(Beginning of RECORDS SHOWN)
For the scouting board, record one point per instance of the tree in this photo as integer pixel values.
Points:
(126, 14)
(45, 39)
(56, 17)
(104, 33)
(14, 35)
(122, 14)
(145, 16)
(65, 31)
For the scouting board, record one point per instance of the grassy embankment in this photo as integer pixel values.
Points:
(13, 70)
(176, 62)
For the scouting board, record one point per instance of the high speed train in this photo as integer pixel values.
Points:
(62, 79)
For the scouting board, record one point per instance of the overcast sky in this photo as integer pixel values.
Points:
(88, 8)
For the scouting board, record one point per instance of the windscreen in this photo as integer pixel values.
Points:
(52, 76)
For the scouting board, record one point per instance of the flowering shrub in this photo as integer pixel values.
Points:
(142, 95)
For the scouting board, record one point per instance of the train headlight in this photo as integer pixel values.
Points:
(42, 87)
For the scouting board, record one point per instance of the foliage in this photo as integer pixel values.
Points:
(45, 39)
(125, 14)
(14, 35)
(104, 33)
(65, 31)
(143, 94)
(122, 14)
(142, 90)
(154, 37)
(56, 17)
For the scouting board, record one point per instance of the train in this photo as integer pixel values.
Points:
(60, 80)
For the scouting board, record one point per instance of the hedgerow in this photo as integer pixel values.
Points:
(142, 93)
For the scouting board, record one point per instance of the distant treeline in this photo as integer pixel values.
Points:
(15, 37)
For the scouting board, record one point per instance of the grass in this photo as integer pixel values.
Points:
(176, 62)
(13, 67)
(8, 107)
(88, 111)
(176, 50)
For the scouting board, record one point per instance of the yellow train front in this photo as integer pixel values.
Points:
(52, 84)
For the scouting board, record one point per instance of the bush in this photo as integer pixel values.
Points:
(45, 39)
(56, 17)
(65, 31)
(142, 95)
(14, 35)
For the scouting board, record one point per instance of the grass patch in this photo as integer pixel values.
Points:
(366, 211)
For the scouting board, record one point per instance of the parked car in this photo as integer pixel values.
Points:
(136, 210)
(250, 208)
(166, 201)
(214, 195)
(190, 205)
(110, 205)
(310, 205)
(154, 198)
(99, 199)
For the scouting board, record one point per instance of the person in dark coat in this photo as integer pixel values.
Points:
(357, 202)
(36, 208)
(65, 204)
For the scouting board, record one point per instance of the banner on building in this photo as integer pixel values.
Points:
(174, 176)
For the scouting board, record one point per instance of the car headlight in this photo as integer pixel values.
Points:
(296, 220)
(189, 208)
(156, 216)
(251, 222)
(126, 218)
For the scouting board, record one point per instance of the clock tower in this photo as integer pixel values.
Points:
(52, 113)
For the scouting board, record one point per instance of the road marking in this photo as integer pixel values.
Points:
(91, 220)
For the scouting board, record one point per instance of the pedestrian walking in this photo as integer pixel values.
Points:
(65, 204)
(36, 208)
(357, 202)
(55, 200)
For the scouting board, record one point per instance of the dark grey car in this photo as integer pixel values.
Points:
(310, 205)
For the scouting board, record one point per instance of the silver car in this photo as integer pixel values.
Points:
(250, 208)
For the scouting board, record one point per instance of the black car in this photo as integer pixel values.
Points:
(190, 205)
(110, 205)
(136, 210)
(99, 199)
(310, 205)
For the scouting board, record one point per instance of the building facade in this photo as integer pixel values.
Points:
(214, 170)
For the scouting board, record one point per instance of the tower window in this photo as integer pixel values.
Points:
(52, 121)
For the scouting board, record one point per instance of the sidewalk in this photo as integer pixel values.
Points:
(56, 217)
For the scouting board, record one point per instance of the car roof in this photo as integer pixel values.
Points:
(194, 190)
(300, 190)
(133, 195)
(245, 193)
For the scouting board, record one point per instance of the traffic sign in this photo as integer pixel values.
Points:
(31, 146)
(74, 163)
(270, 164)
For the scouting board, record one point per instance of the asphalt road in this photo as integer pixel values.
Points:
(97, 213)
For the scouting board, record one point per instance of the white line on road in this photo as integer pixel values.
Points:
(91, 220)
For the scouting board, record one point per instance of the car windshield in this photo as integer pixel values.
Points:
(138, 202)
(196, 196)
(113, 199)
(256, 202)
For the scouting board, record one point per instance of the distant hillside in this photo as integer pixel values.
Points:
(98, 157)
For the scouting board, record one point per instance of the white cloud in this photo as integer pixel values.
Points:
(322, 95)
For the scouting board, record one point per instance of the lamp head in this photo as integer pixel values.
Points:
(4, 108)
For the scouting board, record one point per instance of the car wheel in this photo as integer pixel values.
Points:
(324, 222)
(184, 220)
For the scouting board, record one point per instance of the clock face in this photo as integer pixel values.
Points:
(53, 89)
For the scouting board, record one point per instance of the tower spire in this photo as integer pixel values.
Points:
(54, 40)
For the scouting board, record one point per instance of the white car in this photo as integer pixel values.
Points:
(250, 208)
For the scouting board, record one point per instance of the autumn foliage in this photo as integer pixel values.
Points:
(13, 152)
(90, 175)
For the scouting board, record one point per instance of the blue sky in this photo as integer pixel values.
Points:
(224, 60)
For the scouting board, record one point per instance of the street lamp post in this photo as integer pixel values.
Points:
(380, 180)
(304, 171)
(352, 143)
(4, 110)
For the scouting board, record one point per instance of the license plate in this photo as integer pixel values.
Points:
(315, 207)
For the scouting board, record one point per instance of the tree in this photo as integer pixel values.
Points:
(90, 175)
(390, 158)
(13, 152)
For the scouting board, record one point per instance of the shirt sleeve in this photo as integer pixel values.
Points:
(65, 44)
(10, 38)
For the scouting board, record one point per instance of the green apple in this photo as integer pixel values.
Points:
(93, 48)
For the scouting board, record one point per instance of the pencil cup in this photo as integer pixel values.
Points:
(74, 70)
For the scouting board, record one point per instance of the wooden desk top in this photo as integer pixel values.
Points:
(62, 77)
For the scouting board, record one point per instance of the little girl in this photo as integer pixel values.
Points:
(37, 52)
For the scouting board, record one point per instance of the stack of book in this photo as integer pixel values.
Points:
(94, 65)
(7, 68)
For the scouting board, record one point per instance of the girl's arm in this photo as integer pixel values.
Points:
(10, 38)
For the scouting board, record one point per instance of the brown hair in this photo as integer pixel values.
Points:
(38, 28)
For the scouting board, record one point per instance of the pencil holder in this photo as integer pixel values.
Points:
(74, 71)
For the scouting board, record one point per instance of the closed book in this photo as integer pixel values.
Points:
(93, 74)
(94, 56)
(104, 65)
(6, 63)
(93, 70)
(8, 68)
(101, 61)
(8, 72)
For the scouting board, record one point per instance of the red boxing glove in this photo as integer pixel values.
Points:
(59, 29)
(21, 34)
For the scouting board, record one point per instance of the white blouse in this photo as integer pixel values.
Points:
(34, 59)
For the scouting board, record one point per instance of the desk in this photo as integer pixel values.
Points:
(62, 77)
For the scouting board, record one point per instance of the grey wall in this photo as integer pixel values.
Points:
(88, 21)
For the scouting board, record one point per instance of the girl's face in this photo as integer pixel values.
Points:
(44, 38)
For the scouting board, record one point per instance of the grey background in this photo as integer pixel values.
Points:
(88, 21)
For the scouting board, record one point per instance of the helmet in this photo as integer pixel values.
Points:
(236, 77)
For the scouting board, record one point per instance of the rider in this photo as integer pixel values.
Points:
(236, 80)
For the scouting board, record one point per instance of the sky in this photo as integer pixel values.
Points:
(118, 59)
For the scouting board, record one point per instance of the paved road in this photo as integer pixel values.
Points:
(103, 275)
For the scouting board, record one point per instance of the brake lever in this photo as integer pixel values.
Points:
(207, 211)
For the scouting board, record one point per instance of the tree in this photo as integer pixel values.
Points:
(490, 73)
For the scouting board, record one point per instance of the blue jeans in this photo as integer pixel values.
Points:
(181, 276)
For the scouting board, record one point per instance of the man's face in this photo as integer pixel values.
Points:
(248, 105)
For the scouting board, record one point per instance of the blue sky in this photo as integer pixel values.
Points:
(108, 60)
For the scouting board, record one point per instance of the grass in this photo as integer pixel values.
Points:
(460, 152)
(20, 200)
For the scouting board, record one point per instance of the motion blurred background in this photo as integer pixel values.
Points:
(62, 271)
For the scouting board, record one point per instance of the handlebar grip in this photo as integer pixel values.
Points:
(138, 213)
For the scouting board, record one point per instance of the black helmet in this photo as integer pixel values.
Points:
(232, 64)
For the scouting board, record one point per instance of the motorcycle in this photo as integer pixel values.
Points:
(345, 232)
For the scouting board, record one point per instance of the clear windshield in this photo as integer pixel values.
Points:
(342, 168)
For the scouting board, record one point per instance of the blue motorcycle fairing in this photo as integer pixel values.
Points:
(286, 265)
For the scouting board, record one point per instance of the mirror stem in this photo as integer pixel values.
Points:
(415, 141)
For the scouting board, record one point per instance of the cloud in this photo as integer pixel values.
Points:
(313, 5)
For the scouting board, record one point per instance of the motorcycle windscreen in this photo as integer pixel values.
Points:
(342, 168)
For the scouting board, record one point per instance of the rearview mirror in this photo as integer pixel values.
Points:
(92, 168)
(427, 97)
(End of RECORDS SHOWN)
> [WHAT YOU NEED TO DO]: Write out each line exactly, beginning at the one with "mirror in this photo as integer pixel values." and ending at the final line of the records above, with nothing added.

> [TASK OUTPUT]:
For the scouting board, record one point per instance of the rearview mirror in this photo as integer pixel values.
Points:
(92, 168)
(427, 97)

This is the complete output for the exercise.